Exercise brief:
Write out every one of the records below word for word, but leave out the pictures.

Source data:
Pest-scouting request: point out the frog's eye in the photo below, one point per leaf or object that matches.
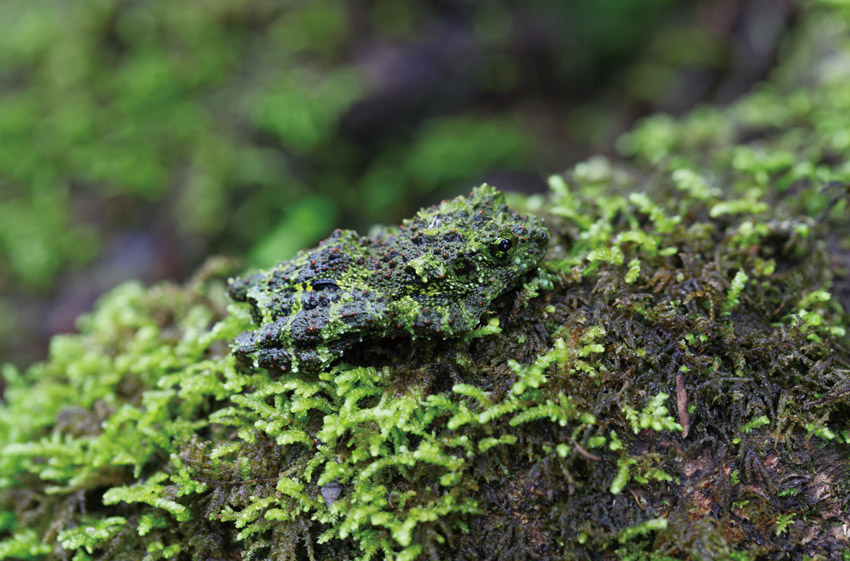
(500, 248)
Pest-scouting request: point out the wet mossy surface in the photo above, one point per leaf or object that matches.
(674, 383)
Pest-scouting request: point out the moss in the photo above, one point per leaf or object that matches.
(554, 431)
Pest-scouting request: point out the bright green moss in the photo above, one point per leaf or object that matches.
(552, 431)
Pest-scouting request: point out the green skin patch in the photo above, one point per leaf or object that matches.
(434, 276)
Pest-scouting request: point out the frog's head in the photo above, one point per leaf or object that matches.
(478, 244)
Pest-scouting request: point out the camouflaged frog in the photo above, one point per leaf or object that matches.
(434, 276)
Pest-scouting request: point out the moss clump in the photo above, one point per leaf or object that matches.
(673, 384)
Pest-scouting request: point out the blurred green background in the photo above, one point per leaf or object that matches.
(138, 137)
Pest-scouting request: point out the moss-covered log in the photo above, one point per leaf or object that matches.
(673, 384)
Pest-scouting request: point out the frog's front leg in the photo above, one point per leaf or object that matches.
(263, 346)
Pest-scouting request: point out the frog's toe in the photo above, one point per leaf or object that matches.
(273, 359)
(244, 345)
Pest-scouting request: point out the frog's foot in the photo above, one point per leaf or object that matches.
(273, 359)
(258, 345)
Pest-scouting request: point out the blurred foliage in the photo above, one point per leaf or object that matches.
(253, 127)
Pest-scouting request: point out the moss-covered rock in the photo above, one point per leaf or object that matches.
(673, 384)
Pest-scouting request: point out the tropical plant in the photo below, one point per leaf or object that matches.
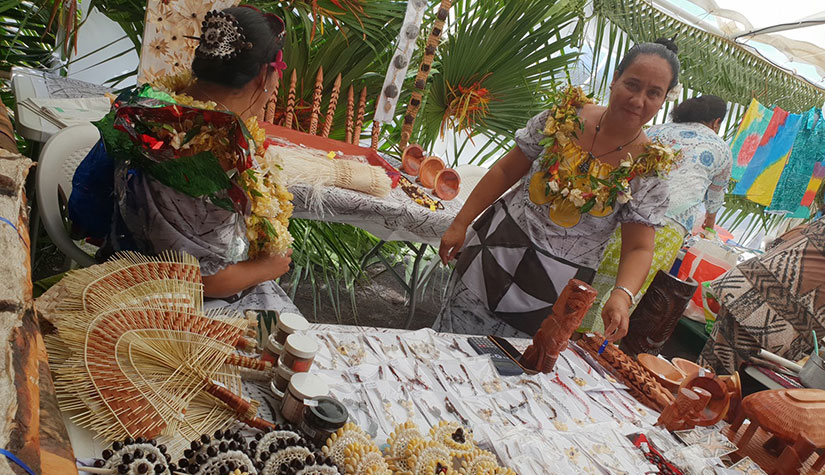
(493, 68)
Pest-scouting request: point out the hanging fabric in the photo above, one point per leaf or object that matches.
(745, 142)
(763, 172)
(813, 185)
(808, 150)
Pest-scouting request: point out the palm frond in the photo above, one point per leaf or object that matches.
(710, 63)
(518, 49)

Response to the task:
Pest-scouting request: point out the frog's eye in the photo below, one point per leaf or object that matches.
(500, 248)
Pest-scouting request: point out the wet mossy surface in the photo above, one point per leaf or object that matches.
(674, 383)
Pest-scouting request: point out the moss in the photo above, one point per leaf or object that matches.
(554, 431)
Pest-scouting request: point out the bright green moss in the photo above, one point per leaf or object that matches.
(552, 431)
Pest-scouting request: point out the green skin patch in the photo above, one point per leaf or object that matches.
(434, 276)
Pest-scouting request: point out the frog's head in the photo above, one point per leaf or object that matches.
(478, 244)
Pest-scouting request: point out the camouflaged frog in the photo above, one point per leaf or object that matches.
(434, 276)
Pest-scouting request: point out the moss clump in the photo above, one point per leaf or object that matches.
(673, 384)
Pest-scouting request: point out the blurred green background in the photo above, one point per leaf or object that matches.
(138, 137)
Pest-scouting request: point out the moss-covered log in the photo above, one point per leaf or object that matches.
(673, 384)
Pest-scouting request: point out the frog's front leg in the photo above, one point per leaf or object that matches.
(263, 346)
Pest-scouting request: point out the frog's toe in the photo above, one point per leaf or object that matches.
(273, 359)
(244, 345)
Pest-scouting request: point out the frog's foot in the photo above, one point per leaf or object that matches.
(273, 359)
(258, 345)
Pest-scouting request: point out the blurred foliage in the photo above, one point per leaf or object that matches.
(253, 127)
Pest-scouting request: point out the moss-covered rock in the photo above, one point per leaf or object that matches.
(673, 384)
Pest-scouting request: point out the tropical plant in the photo below, one point per leaf or object that matches.
(493, 68)
Pest-scouting request: point out the hanging fabric in the photo above, one point per leaf or object that matches.
(745, 142)
(763, 172)
(813, 185)
(808, 150)
Pest-scouting request: point out the palm frond in the photo above, one point per leaf or object that matches.
(710, 63)
(518, 49)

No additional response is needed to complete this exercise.